PROBLEM STATEMENT
Nothing but the images is to be left out of your exact copy of the entries.

START DATA IN THIS EXERCISE

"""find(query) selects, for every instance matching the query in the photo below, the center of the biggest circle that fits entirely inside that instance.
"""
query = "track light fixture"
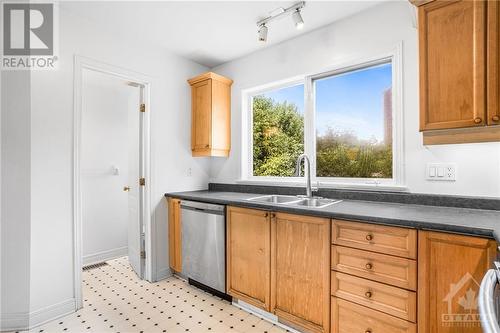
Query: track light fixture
(263, 33)
(297, 19)
(293, 10)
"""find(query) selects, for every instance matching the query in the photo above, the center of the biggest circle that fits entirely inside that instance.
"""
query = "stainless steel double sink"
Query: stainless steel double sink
(290, 200)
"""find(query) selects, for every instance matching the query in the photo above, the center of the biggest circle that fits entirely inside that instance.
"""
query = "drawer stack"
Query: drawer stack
(373, 278)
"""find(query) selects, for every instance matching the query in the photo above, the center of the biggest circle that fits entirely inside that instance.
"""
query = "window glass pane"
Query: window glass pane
(353, 113)
(278, 131)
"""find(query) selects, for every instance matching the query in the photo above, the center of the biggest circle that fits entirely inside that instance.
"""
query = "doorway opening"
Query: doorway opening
(112, 214)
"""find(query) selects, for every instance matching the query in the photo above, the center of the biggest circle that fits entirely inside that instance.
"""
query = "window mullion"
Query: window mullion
(309, 128)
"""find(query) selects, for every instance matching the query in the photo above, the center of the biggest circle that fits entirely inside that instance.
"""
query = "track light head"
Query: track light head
(262, 33)
(297, 19)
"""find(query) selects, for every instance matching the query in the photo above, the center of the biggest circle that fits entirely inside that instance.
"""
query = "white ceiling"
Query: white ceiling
(209, 32)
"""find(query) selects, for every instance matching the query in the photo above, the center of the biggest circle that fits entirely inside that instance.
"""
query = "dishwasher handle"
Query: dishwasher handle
(203, 207)
(487, 303)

END DATA IN THIS EXERCISE

SOLUTION TO THE PROBLEM
"""find(query) selects, for every instance matching the query in the photo below, the center of the biggest circle that fits entirely inside that instance.
"""
query = "track light fixture"
Query: track light fixture
(263, 33)
(297, 19)
(293, 10)
"""find(query) selects, for every instance matching the query in the photo above, the center of the biggest circle that fits entirely inside that instance.
"""
query = "stainless steel double sink"
Query: stainless steel double sink
(290, 200)
"""find(query) selects, for every instance matching the query in the photo above, the center of the biggest circle that fits entirely inside that instance.
"""
query = "drawer stack"
Query: drawer stack
(373, 278)
"""find(query) selects, for every instance matching the query in the photo above, the center of the biggest circle that fits entirely inside that instance.
"""
query = "window glass pane"
Query: window glass pane
(353, 113)
(278, 131)
"""find(query) selects, for every instance matching the query in the photo above, the center of the biggest circle that fits entirely inside that instance.
"""
query = "doorway opening"
Query: doorway opening
(112, 214)
"""find(query) selects, for every instance matching the query in the photo above, the center of the biggest circle that fits entirely inside that instance.
"""
query = "window mullion"
Query: window mullion
(309, 128)
"""find(query) selects, for every instance matching the query in the photo above, the center of the biggest circle that fits entirely inside that instance.
"""
query = "track light head"
Query: track light head
(262, 33)
(297, 19)
"""find(query) selects, for every instance matching the query in the photo above, the center of the biggest circle that fits entirely inside that instance.
"""
query = "white ceiling"
Query: white ceiling
(209, 32)
"""find(query) selects, for every instance matching the query in the photo above, the center of the biggest circle that fits entirely inside that instance.
"""
query = "dishwasher handle"
Query: dishwasher handle
(203, 207)
(487, 303)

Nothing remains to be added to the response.